Concerns about a shortage of nurses have existed for decades. Today, many providers see a shortage because of high vacancy rates and the difficulties they face in recruiting and retaining nursing staff. A number of studies at the national and state levels document providers' perceptions of a nurse staffing shortage, and recent research projects a severe shortage as the U.S. population and the nursing workforce ages.

Evidence of a current shortage is based primarily on reports by employers, and indicates that, so far, shortages are regional or local and related to certain nursing specialties. Differences in assessments of the immediacy and severity of the nursing shortage result from the variety of measures used to identify a labor shortage, data limitations, and the lack of a consensus on optimal nurse staffing in a variety of health care settings.

Projections indicate that it will be nearly ten years before demographic changes in the population and the aging of the existing workforce converge to create a severe shortage of nurses. Therefore, the country has the time and an opportunity to address the problem and avert a crisis situation. On the basis of our review of the research as well as a selection of promising practices, we believe the country needs to adopt a multi-pronged approach that addresses recruitment, retention, and training. Policies should seek to retain those already trained in the profession, attract new entrants to the labor market, and tap into the pool of workers already employed in health care that, with further training, can enter the nursing profession.

Who are nurses and where do they work?

Nursing staff—broadly defined to include registered nurses (RNs), licensed practical nurses (LPNs), and nurse aides—play a key role in direct patient care in most major health services sectors. The three types of nursing staff (RNs, LPNs, and nurse aides) each have very different levels of responsibility, training, and compensation. Registered nurses have the most education, often have a supervisory role, and receive higher pay than other types of nursing staff. Licensed practical nurses (LPNs or licensed vocational nurses in Texas and California) provide basic bedside care under the direction of RNs or physicians, and, in nursing homes, take on additional responsibilities such as evaluating residents needs, developing care plans, and supervising the activities of nurse aides. LPNs must obtain state licensure and receive their education through one year training programs. Nurse aides have the least education, deliver much of the "hands-on" care to patients, and have average hourly wages under $9.00.

The Health Resources and Services Administration (HRSA) estimates that, in 2000, the U.S. had 2.7 million licensed, registered nurses, an increase of 62 percent since 1980. An estimated 81.7 percent of nurses or 2.2 million persons were employed in nursing in 2000. Most RNs (59 percent), are employed in hospitals, but the percentage of nurses employed in this setting has declined steadily since 1984. The average age of nurses in 2000 was 45.2 years; nursing is a female-dominated profession with men accounting for 5.4 percent of nurses in 2000.

Nursing Supply and Demand

Several factors affect the supply of nursing staff, including the shrinking labor pool for these staff, the availability of other career paths for women, the number of graduates of nursing schools, and staff's level of satisfaction with various aspects of their jobs such as workload, hours, and wages. Data from the National League for Nursing show that there was only a 10 percent increase in graduates from RN education programs between the 1975-1976 and the 1997-1998 academic years (Levine 2001). These data also show that the number of graduates in nursing programs began to decline in the 1995-1996 academic year and fell 13 percent by 1998.

* _Using the information_:
A. In two sentences, summarize the nursing shortage text.
B. Turn the paragraph of the nursing shortage text that opens "The Health Resources and Services Administration (HRSA) estimates" into a bulleted list that keeps its main facts.
C. Write the next paragraph of the nursing shortage text, picking up after its last sentence.
The entries after this text aren't needed for any of the work here.

* _Dataset_:
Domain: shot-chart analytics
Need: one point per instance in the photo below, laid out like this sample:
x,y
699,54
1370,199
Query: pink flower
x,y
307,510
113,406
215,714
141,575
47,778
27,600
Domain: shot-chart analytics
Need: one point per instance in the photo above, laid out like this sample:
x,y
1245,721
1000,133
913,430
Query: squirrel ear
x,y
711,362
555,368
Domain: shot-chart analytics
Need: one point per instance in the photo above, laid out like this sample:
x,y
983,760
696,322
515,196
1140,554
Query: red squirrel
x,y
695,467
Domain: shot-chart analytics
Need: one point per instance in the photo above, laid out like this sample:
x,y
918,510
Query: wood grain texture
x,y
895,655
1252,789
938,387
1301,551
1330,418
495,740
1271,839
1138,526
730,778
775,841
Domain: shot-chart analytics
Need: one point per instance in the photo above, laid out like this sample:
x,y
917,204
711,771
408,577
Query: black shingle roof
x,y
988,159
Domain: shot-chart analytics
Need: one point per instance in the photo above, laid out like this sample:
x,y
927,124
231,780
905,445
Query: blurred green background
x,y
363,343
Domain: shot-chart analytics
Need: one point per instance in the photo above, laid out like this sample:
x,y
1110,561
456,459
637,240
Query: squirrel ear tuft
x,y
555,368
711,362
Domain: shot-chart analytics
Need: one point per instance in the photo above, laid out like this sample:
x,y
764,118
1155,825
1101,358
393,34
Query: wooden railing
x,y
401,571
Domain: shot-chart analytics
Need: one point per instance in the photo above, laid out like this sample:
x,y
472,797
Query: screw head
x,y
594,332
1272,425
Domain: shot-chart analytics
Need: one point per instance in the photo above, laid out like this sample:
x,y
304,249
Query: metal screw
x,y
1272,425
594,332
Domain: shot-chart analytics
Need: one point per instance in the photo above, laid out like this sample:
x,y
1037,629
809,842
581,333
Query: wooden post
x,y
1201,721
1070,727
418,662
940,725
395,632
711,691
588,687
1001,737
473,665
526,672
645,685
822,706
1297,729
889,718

* _Solved tasks_:
A. Current evidence of a nurse shortage comes mainly from employer reports and points to regional, local, and specialty-specific shortages, while projections show a severe shortage in nearly ten years as the population and the nursing workforce age. The authors believe the country should use that time for a multi-pronged approach covering recruitment, retention, and training, and the text goes on to describe the three types of nursing staff and the factors that affect their supply.

B.
- In 2000, the U.S. had 2.7 million licensed registered nurses, a 62 percent increase since 1980 (HRSA estimate).
- About 81.7 percent of them, or 2.2 million people, were employed in nursing in 2000.
- Most RNs (59 percent) work in hospitals, but that share has declined steadily since 1984.
- The average age of nurses in 2000 was 45.2 years.
- Men made up 5.4 percent of nurses in 2000.

C.
Job satisfaction cannot be overlooked when considering the nursing labor supply. Nursing staffs' concerns about staffing levels and working conditions are likely to affect current nurses' commitment to remain in direct patient care. These concerns may also affect willingness to enter the nurse workforce in the future. Evidence from surveys and focus groups of nurses and former nurses, as well as early evidence of nurses' response to staffing changes, suggests a cost tradeoff between resolving the nursing shortage with higher wages and resolving the shortage by increasing nurse to patient ratios. Nurses have expressed concerns about patient load, inadequate staffing to handle the acuity of patients, inadequate time with patients, and inadequate time for required paperwork.

There are several reasons why demand for nursing is likely to increase in the future. Among them are the aging of the population, increased survival of people who are ill or have disabilities, and organizational changes in the health care industry, including the waning influence of managed care on providers' employment of nurses. Increases in the elderly population and in the number of persons with disabilities and chronic illness, and changes in the health care system will result in higher demand for all types of nursing staff in the future.

Indicators of a Nursing Shortage

Strong employment growth and greater increases in wages relative to other occupations are two indicators commonly used to identify shortage occupations. The U.S. Bureau of Labor Statistics (BLS) estimates that the rate of growth in employment of RNs from 2000-2010 will be 25.6 percent, which exceeds the projected growth in all occupations by 7.3 percent (Hecker, 2001). The rate of growth for LPNs will be 20.3 percent during this time period, while employment of aides will grow fastest of all. Nurse aide employment growth is projected to be 30.4 percent from 2000-2010.

However, "real" salaries of nurses employed full-time, taking into account changes in purchasing power of the dollar using the consumer price index, have remained relatively flat since 1992. The average annual earnings for all full-time nurses increased by 2.7 percent on an annual basis between 1996 and 2000. The actual average annual earnings for registered nurses working full-time in 2000 was $46,782. On the other hand, the New York State Department of Health's Institutional Cost Report data showed that after several years of flat or negative growth in real wages, real wages for nurses began increasing in the late 1990s, likely in response to labor shortages (Brewer and Kovner 2000).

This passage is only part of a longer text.